▶ [Provided entries]:
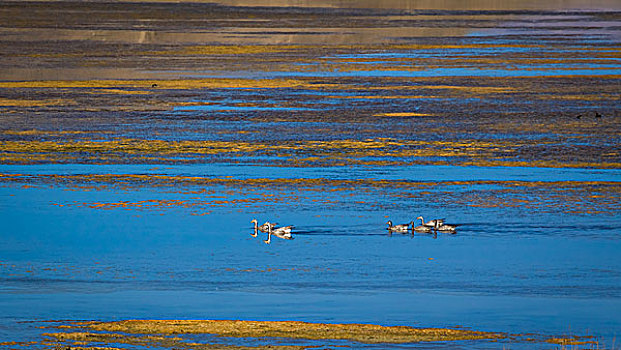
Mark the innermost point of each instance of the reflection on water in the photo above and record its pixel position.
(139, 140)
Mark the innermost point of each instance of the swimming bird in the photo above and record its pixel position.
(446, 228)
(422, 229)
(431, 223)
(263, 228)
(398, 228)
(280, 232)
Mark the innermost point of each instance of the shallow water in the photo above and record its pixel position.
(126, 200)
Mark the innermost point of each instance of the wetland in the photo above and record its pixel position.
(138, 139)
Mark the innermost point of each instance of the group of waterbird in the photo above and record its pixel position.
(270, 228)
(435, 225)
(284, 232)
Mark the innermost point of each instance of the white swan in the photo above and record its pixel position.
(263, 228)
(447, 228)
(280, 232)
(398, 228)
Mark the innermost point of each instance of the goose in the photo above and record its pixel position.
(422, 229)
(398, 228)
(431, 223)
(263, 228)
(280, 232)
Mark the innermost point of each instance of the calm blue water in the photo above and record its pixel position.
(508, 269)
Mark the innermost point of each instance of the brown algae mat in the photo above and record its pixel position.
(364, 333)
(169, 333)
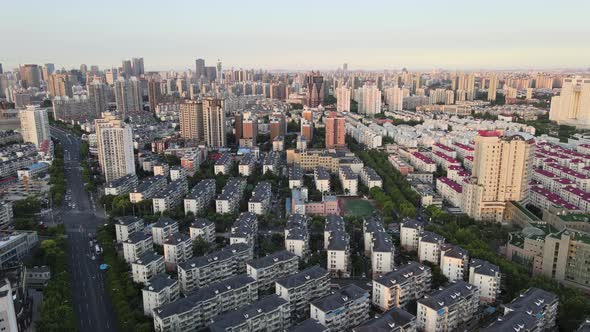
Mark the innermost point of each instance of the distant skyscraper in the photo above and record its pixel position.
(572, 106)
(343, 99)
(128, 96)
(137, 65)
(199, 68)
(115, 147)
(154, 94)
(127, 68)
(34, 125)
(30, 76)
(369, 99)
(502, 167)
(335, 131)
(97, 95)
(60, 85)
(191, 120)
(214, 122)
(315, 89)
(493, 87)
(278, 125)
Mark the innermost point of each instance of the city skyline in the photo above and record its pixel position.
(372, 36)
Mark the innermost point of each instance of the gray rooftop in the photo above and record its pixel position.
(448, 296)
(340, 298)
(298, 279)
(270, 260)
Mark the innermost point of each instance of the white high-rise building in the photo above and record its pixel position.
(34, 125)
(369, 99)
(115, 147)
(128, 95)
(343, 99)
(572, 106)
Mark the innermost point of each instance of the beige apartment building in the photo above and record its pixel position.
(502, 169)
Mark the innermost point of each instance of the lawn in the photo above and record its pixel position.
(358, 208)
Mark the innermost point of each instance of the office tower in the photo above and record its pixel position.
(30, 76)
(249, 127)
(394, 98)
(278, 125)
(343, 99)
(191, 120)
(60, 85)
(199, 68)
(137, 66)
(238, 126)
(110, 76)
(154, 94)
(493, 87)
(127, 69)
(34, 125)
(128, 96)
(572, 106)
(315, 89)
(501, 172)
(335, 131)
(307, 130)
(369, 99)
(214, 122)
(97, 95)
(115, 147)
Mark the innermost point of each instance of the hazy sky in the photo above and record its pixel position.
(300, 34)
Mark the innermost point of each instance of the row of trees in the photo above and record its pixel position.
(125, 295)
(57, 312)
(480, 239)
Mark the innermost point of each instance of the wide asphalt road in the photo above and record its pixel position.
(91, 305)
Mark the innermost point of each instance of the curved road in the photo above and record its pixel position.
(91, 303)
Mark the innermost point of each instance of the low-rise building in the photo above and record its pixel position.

▶ [Work required]: Retype all the records shown above, character for character. Omit every picture.

▶ [Solution below]:
Mark the innermost point of each instance of the reflection on water in the photo above and record its pixel position.
(139, 140)
Mark the innermost point of each instance of the swimming bird in the photo above and record its pixel position.
(446, 228)
(422, 229)
(431, 223)
(263, 228)
(398, 228)
(280, 232)
Mark the innermost point of each instance of the shallow water in the photo above and record its pixel position.
(126, 200)
Mark the innermost point of each instance of the wetland in the photo above and record its pixel position.
(138, 139)
Mark the innermost point of each instance of the group of waterbird in the photo above and record its pixel position.
(270, 228)
(435, 225)
(284, 232)
Mark the innermost point of each instance of the white swan in the photo above and record its pixel position.
(263, 228)
(447, 228)
(280, 232)
(398, 228)
Mark the innermost point of each instance of the goose in the photo above and record its pixel position.
(422, 229)
(398, 228)
(431, 223)
(263, 228)
(280, 232)
Mark the innermost point of each instance of the calm blue water in the photo above and record its pixel position.
(508, 269)
Mark the innermost point of each instance of the brown algae mat in the photo above and record its pixel position.
(364, 333)
(169, 333)
Mark the innermost point of each instance of the distant skyscraper in the photo above and record its pixel position.
(572, 106)
(343, 99)
(128, 96)
(137, 65)
(199, 68)
(115, 147)
(154, 94)
(127, 68)
(34, 125)
(30, 76)
(369, 99)
(502, 167)
(335, 131)
(97, 95)
(60, 85)
(191, 120)
(214, 122)
(315, 89)
(493, 87)
(278, 125)
Mark the innermost point of each instance of the city skyline in the photo above and record its pixel position.
(372, 36)
Mark the innermost point of each instance of the gray rooftop in the photo above and record its pixel position.
(448, 296)
(340, 298)
(298, 279)
(270, 260)
Mark the innermost point of each instance of the white high-rise building in the photo above and record its pixel position.
(34, 125)
(369, 99)
(115, 147)
(128, 95)
(343, 99)
(572, 106)
Mark the innermost point of each instance of the beige apartment building in the photo above and record its pixel position.
(502, 169)
Mark the innermost point of each instance of the lawn in the photo above and record its pixel position.
(358, 208)
Mark the innermost point of each instance of the office tower in the photo above and record its pixel position.
(30, 76)
(249, 127)
(394, 98)
(278, 125)
(343, 99)
(191, 120)
(60, 85)
(199, 68)
(137, 66)
(238, 126)
(110, 76)
(154, 94)
(493, 87)
(127, 69)
(34, 125)
(128, 96)
(572, 106)
(315, 89)
(501, 172)
(335, 131)
(307, 130)
(369, 99)
(214, 122)
(97, 95)
(115, 147)
Mark the innermost point of each instance of the hazy sky in the photo above and record its pixel position.
(300, 34)
Mark the innermost point of each instance of the row of trees in the photo above and record its pixel position.
(125, 295)
(57, 312)
(480, 239)
Mark the innermost point of each instance of the wide asphalt road in the photo above and record its pixel position.
(91, 305)
Mark the innermost point of each instance of the curved road in the photo above and record its pixel position.
(91, 303)
Mark the innermost point of each instance of the low-rise building in the photo above and record its pixel position.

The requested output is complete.